# Hugging Face Space smoke-test checklist

This is the deferred deployment-readiness work that can only be exercised on
real GPU hardware against real models / external CLIs. Run each smoke once
against a duplicated `zeroshotGPU` Space (or your own dev Space). Each entry
gives the exact env vars / config flips, the command to trigger, and the
structured log lines you should expect.

All log lines below assume the Space is run with `ZSGDP_LOG_LEVEL=INFO` and
`ZSGDP_LOG_JSON=1`. `app.py` sets these automatically when `SPACE_ID` is in
the environment, so on a normal Space you do not need to set them yourself.
The HF Spaces logs page will surface the JSON records on stderr.

---

## Pre-flight

1. Duplicate the Space, give it `l4x1` hardware.
2. Make sure these are set in **Space settings → Variables and secrets**:
   - `ZSGDP_LOG_LEVEL=INFO`
   - `ZSGDP_LOG_JSON=1`
   - (Optional, only for parser smokes that hit a private repo) `HF_TOKEN`.
3. In the Space's `requirements.txt`, uncomment the dependency block matching
   the smoke you are running. Do **one smoke per Space deploy** — combining
   them risks an OOM or slow cold-start on the L4.
━━━━
Directive 1: Lay out the records from the line that contains "woman in pink" through the line that contains "[(835, 597)]" as a two-column CSV with the columns request and answer, one row per request. Put each request's text and its answer in one quoted field, with line breaks turned into spaces.

Supplied information:
━━━━
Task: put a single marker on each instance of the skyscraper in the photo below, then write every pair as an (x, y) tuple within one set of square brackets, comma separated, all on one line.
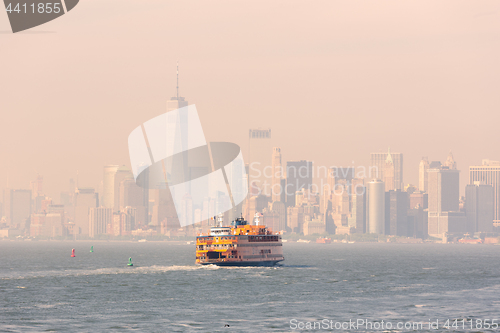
[(19, 205), (396, 213), (443, 200), (99, 218), (298, 177), (489, 174), (376, 206), (85, 198), (479, 207), (450, 162), (108, 197), (277, 175), (358, 210), (422, 174), (378, 166), (389, 174), (177, 101), (259, 155)]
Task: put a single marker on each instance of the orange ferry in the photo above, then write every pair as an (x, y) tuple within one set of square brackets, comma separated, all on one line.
[(240, 244)]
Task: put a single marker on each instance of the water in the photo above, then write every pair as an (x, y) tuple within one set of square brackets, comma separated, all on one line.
[(43, 289)]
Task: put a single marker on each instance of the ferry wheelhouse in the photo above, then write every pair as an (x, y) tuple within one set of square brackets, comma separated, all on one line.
[(240, 244)]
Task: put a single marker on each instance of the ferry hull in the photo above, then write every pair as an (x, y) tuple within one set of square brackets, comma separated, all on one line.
[(243, 263)]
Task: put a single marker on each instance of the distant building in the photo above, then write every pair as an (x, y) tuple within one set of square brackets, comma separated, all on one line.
[(18, 208), (108, 195), (298, 177), (314, 226), (418, 199), (378, 165), (358, 208), (450, 162), (376, 206), (277, 170), (259, 149), (443, 201), (396, 213), (85, 198), (417, 223), (99, 218), (479, 207), (489, 174), (422, 174)]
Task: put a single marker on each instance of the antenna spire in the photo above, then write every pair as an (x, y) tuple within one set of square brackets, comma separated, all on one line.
[(177, 80)]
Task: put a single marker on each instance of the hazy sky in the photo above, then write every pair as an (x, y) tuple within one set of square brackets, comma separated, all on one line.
[(334, 80)]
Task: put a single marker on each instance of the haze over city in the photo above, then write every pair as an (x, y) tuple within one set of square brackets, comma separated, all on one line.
[(334, 81)]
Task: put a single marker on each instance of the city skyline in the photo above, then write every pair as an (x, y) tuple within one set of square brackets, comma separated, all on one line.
[(393, 81)]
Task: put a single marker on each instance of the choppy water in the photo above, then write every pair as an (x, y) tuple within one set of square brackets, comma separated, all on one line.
[(43, 289)]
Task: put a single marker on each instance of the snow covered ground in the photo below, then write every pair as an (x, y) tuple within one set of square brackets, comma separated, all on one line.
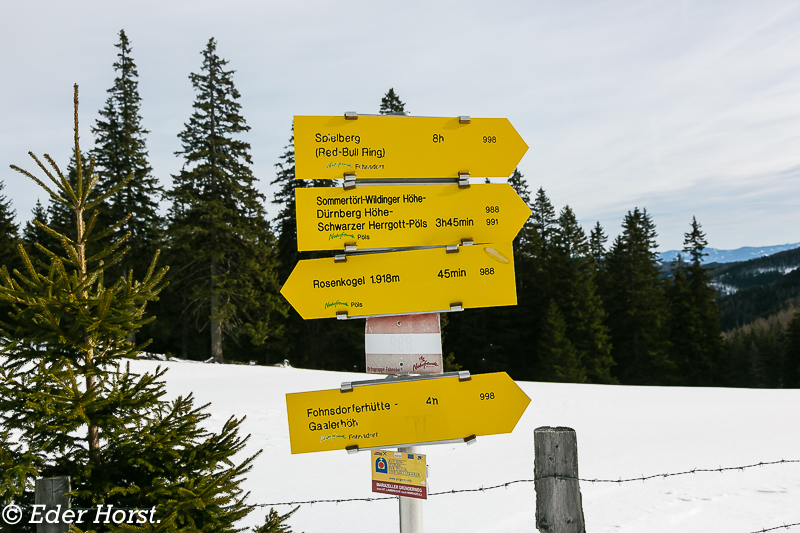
[(623, 432)]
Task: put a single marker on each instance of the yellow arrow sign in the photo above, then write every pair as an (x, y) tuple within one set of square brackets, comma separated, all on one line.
[(403, 282), (328, 218), (404, 412), (405, 147)]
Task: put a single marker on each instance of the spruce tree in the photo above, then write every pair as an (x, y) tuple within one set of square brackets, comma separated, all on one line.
[(792, 354), (544, 222), (219, 234), (682, 321), (391, 104), (71, 402), (120, 150), (573, 288), (558, 359), (700, 338), (286, 220), (635, 302), (597, 246)]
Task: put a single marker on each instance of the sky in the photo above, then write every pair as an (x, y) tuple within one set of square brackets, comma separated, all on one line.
[(683, 108)]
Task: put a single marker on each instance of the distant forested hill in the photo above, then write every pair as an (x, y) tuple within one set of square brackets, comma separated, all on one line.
[(731, 256), (757, 288)]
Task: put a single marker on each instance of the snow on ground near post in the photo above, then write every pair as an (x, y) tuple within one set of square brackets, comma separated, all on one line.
[(623, 432)]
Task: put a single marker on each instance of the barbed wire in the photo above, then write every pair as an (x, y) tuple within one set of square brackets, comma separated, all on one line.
[(784, 526), (563, 478), (542, 478)]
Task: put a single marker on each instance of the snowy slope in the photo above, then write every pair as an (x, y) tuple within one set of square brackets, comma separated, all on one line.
[(623, 431)]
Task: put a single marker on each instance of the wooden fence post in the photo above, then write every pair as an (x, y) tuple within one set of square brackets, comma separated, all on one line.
[(558, 500), (51, 492)]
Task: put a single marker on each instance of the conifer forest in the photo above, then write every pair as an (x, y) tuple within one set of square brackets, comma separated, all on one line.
[(590, 309)]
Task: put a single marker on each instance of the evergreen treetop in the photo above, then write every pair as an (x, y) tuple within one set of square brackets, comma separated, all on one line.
[(391, 104), (694, 243), (9, 232), (120, 151)]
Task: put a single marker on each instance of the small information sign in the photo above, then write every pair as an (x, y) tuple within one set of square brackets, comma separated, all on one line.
[(399, 474)]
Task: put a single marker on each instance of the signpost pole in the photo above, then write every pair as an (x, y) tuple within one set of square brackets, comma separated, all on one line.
[(410, 508)]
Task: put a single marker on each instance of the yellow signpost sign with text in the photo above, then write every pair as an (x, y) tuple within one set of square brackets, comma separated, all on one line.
[(403, 412), (329, 218), (405, 147), (412, 281)]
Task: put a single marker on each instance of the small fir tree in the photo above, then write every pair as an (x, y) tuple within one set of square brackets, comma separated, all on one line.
[(73, 406), (391, 104)]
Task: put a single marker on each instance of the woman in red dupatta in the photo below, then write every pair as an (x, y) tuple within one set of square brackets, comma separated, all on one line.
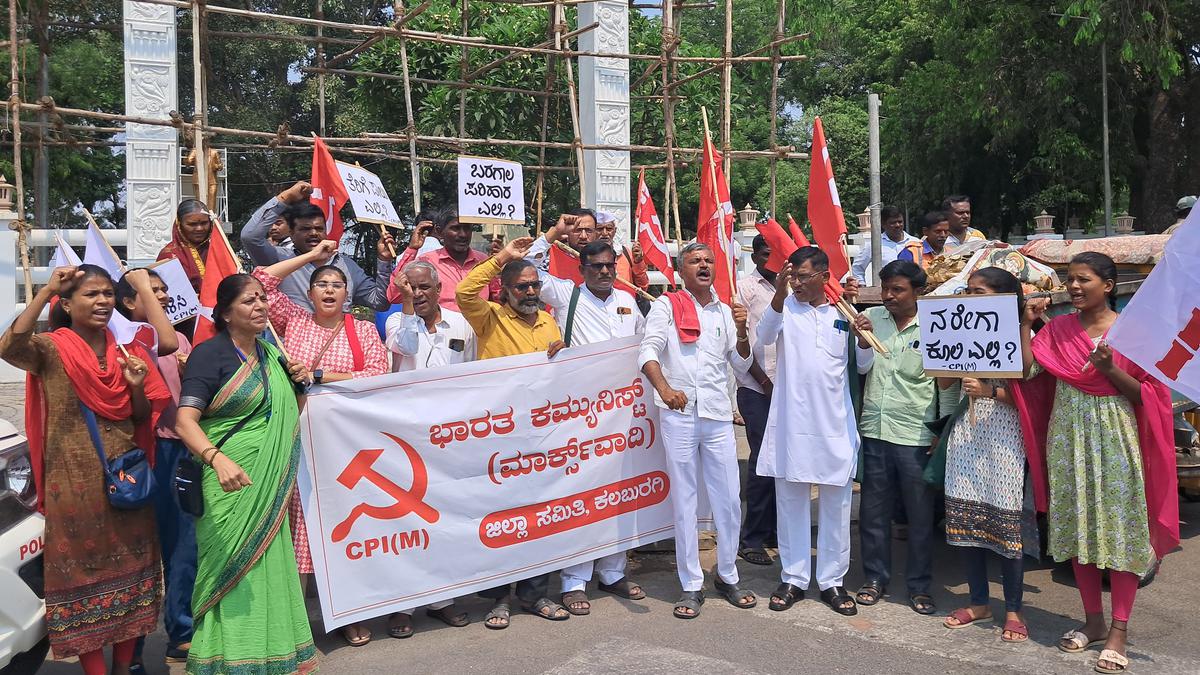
[(103, 579), (190, 239), (1102, 458)]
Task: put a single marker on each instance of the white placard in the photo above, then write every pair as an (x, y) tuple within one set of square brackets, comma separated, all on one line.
[(181, 300), (367, 196), (970, 335), (490, 191), (432, 484)]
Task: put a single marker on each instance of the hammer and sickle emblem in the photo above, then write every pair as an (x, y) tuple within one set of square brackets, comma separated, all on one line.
[(407, 501)]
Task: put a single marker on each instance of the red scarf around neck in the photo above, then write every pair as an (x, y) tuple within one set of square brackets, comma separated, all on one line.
[(102, 390)]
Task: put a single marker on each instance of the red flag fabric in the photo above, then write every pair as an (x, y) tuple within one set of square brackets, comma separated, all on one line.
[(825, 208), (649, 232), (781, 246), (328, 190), (219, 264), (715, 226), (796, 232)]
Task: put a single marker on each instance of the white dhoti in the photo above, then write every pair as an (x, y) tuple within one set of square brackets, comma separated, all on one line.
[(690, 438), (793, 503), (611, 568)]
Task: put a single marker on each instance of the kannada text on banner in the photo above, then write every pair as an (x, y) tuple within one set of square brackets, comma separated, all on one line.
[(425, 485), (970, 335)]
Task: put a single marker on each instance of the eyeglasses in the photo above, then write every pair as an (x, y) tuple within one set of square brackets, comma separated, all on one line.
[(526, 286)]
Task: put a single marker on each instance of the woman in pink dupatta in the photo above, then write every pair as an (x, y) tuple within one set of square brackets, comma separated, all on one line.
[(1102, 458)]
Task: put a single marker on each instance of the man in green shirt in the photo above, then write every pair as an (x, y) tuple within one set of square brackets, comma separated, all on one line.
[(898, 400)]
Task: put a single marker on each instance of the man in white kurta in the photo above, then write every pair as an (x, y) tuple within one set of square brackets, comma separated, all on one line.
[(601, 312), (811, 436), (690, 380)]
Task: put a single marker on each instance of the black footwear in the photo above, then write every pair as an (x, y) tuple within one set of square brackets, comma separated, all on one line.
[(835, 597)]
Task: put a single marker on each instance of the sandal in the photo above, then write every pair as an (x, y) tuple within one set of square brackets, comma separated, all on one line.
[(1110, 656), (1015, 627), (453, 620), (689, 601), (400, 626), (737, 597), (624, 589), (1078, 641), (870, 592), (501, 613), (785, 596), (965, 617), (922, 603), (547, 609), (835, 597), (756, 555), (573, 598)]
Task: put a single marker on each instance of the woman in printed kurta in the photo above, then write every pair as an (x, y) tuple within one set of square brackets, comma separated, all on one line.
[(331, 345), (1103, 429), (103, 581)]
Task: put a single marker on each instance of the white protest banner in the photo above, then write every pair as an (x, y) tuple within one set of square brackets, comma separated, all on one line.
[(970, 335), (181, 299), (431, 484), (367, 196), (490, 191)]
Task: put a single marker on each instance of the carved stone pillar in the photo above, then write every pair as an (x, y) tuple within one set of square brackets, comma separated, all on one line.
[(151, 153), (604, 109)]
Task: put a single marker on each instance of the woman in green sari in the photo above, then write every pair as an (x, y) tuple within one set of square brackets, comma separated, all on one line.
[(238, 414)]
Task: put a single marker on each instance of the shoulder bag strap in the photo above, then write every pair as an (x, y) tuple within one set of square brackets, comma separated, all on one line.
[(570, 316)]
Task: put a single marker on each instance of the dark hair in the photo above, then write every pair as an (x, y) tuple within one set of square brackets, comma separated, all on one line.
[(59, 316), (931, 219), (1103, 267), (227, 292), (303, 210), (815, 257), (125, 291), (888, 213), (954, 199), (912, 272), (595, 249), (316, 274), (1000, 280)]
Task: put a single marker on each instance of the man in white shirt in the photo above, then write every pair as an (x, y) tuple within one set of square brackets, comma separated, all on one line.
[(421, 335), (811, 434), (893, 242), (587, 314), (425, 334), (755, 291), (690, 341)]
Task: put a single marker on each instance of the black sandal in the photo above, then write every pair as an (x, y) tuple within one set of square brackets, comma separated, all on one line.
[(547, 609), (922, 603), (689, 599), (736, 596), (873, 591), (835, 597), (785, 596)]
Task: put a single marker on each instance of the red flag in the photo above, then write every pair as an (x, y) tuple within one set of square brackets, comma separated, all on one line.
[(796, 232), (328, 190), (825, 208), (715, 226), (649, 232), (219, 264), (781, 246)]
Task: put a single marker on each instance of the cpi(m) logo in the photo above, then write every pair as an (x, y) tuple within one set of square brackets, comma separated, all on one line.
[(406, 501)]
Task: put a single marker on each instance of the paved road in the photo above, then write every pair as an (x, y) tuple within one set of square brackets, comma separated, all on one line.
[(623, 637)]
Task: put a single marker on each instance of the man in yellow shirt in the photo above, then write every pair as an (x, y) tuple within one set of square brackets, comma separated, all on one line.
[(519, 326)]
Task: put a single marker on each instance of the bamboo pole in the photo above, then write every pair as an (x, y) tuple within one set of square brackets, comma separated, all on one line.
[(18, 174)]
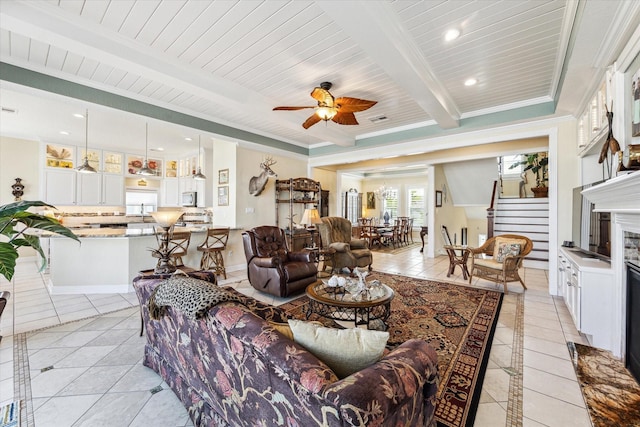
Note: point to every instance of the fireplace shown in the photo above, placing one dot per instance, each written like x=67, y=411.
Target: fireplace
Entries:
x=632, y=357
x=620, y=197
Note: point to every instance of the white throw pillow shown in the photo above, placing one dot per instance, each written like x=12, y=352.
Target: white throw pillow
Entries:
x=345, y=351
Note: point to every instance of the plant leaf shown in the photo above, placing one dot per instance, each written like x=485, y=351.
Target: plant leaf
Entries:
x=12, y=208
x=8, y=257
x=45, y=223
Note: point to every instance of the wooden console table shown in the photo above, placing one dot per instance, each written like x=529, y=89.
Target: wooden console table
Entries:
x=424, y=230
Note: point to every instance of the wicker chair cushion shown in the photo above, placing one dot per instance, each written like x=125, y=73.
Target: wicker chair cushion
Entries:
x=505, y=246
x=487, y=263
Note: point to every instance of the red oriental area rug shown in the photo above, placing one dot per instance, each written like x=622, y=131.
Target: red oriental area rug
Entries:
x=458, y=321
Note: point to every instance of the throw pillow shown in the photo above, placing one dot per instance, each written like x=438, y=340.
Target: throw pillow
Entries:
x=499, y=244
x=507, y=249
x=345, y=351
x=193, y=297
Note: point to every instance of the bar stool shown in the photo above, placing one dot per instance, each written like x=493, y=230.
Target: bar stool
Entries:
x=178, y=245
x=212, y=249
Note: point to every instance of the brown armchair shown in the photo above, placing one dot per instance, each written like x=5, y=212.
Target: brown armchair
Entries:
x=271, y=268
x=335, y=233
x=499, y=259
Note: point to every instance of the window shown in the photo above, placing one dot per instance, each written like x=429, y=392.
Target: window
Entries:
x=417, y=206
x=508, y=162
x=390, y=202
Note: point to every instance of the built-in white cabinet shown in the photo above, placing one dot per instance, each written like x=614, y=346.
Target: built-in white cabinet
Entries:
x=189, y=184
x=112, y=190
x=587, y=286
x=170, y=192
x=100, y=189
x=59, y=187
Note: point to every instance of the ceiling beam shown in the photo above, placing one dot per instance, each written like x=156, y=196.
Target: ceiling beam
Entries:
x=45, y=23
x=380, y=34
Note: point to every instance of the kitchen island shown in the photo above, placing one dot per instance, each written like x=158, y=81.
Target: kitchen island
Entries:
x=107, y=259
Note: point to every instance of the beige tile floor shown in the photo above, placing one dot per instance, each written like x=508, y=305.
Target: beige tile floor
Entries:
x=98, y=378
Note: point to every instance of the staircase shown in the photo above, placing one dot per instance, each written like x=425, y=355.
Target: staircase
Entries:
x=527, y=217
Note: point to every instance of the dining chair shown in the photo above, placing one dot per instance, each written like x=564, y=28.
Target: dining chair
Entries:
x=212, y=250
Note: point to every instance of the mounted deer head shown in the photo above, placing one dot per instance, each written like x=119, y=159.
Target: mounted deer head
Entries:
x=257, y=183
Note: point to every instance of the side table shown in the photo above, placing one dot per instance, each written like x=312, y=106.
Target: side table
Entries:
x=455, y=259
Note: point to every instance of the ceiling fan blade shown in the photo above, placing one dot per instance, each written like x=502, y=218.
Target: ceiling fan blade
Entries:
x=353, y=105
x=292, y=108
x=322, y=96
x=312, y=120
x=343, y=118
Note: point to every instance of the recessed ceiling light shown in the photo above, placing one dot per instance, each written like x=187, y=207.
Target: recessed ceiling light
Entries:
x=452, y=34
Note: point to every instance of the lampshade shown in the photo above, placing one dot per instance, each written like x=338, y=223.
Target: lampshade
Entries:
x=166, y=219
x=326, y=113
x=85, y=167
x=199, y=176
x=310, y=217
x=146, y=170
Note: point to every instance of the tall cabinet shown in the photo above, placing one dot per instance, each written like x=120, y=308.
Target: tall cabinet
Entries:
x=293, y=196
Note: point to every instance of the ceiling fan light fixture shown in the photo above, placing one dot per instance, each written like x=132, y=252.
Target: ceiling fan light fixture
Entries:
x=146, y=170
x=326, y=113
x=85, y=167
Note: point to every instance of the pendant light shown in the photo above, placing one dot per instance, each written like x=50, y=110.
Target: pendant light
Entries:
x=199, y=176
x=146, y=170
x=85, y=167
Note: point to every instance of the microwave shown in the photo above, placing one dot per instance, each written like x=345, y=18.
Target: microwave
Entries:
x=190, y=198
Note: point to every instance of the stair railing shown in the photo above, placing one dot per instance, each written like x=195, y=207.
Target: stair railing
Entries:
x=491, y=211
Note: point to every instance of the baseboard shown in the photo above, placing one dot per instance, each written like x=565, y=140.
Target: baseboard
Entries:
x=540, y=265
x=77, y=290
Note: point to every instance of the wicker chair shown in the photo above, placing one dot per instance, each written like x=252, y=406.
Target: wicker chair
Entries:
x=489, y=263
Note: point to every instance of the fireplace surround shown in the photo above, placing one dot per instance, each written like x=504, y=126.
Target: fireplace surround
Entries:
x=632, y=354
x=620, y=197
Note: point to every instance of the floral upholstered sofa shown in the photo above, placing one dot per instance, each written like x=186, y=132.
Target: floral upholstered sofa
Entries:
x=231, y=367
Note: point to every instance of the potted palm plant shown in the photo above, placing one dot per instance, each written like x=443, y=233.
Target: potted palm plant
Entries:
x=14, y=221
x=537, y=164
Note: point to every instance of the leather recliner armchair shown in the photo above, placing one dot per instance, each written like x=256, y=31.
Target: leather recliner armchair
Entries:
x=271, y=268
x=335, y=233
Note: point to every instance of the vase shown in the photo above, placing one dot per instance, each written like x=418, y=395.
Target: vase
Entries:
x=540, y=191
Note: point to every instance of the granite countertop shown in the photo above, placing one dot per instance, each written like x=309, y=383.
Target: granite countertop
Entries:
x=115, y=232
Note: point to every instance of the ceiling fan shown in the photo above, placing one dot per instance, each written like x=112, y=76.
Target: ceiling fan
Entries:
x=339, y=110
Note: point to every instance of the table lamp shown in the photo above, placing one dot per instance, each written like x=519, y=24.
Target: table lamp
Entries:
x=166, y=220
x=310, y=218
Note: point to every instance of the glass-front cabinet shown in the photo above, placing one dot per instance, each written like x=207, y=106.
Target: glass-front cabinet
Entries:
x=59, y=156
x=112, y=162
x=93, y=156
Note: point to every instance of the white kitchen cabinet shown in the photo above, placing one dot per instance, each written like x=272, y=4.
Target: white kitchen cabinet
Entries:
x=586, y=283
x=89, y=188
x=100, y=189
x=112, y=190
x=170, y=192
x=60, y=187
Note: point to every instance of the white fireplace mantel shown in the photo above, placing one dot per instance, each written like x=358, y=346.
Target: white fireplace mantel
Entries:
x=621, y=197
x=617, y=195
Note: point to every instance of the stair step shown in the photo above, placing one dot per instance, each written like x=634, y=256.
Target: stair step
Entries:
x=521, y=220
x=528, y=213
x=508, y=200
x=521, y=227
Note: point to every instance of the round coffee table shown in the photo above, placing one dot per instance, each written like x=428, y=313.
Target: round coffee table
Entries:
x=338, y=304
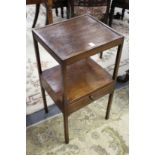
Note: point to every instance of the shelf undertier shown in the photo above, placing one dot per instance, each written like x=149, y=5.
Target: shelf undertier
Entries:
x=82, y=79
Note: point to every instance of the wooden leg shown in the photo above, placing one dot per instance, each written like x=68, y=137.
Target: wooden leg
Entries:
x=39, y=72
x=109, y=105
x=36, y=15
x=49, y=17
x=101, y=53
x=123, y=11
x=66, y=128
x=68, y=12
x=111, y=15
x=44, y=100
x=62, y=11
x=56, y=11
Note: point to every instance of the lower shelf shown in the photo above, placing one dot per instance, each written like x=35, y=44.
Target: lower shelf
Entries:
x=86, y=82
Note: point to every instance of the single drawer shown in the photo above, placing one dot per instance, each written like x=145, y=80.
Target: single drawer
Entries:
x=72, y=107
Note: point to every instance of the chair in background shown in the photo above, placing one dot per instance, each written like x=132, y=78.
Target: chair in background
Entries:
x=48, y=5
x=97, y=8
x=61, y=4
x=124, y=4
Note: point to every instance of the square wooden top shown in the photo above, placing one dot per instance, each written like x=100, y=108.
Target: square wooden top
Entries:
x=77, y=38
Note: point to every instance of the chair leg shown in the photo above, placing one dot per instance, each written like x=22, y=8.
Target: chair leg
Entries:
x=109, y=105
x=44, y=100
x=36, y=15
x=66, y=128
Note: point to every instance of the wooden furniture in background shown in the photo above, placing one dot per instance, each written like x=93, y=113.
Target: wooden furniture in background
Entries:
x=61, y=4
x=77, y=80
x=48, y=4
x=97, y=8
x=124, y=4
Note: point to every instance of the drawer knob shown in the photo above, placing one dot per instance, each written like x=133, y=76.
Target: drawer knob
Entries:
x=91, y=97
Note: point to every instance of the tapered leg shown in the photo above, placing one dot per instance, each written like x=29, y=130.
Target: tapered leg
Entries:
x=109, y=105
x=39, y=72
x=62, y=11
x=44, y=100
x=56, y=11
x=101, y=53
x=66, y=128
x=36, y=15
x=111, y=15
x=123, y=11
x=49, y=17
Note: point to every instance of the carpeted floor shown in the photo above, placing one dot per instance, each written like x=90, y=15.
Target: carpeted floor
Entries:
x=34, y=99
x=90, y=133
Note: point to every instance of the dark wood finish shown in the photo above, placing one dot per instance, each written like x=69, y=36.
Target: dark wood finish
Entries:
x=123, y=78
x=78, y=80
x=61, y=4
x=124, y=4
x=40, y=72
x=48, y=4
x=79, y=38
x=90, y=3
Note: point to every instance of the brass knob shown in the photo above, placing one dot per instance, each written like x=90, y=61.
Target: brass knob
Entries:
x=91, y=97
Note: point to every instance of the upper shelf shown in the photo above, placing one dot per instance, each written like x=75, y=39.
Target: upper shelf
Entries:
x=77, y=38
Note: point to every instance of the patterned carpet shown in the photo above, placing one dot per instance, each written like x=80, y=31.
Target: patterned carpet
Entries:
x=33, y=99
x=90, y=133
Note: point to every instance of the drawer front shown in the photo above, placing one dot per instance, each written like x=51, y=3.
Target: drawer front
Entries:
x=72, y=107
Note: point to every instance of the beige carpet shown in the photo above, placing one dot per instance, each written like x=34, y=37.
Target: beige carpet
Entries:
x=90, y=133
x=33, y=99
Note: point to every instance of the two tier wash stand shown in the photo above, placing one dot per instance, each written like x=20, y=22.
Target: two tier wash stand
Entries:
x=77, y=80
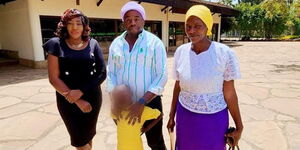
━━━━
Directive 2: Rewrite the stretch of the smoke-test checklist from "# Hugging Face" through "you should expect.", substituting "accelerator hardware" for "GPU hardware".

Answer 1:
request,answer
"Task: put a single marker on each instance of the woman in pink dupatta in the photo above, then write every pair as an (x, y) tuple within one set of square brackets, comma separated, all on one line.","[(1102, 458)]"
"Task: put a single marker on each instance of the man in green shirt in the photo above, then write every pair as an (x, y) tuple within one set of square brackets, comma separated, all on one line.","[(898, 400)]"
"Task: put a single marker on each instance of the man in white kurta in the photo above, then write every pair as an (x, y) tuple within one set of square brackets, comma separated, all on one line.","[(601, 312), (811, 436), (690, 380)]"
"Task: put a single marker on each instance of the black footwear in the photo above, then write every pair as an (x, y) tuple within one set of square brackets, comma separated, all on one line.","[(835, 597)]"

Answer 2:
# Hugging Face Space smoke-test checklist

This is the deferred deployment-readiness work that can only be exercised on
real accelerator hardware against real models / external CLIs. Run each smoke once
against a duplicated `zeroshotGPU` Space (or your own dev Space). Each entry
gives the exact env vars / config flips, the command to trigger, and the
structured log lines you should expect.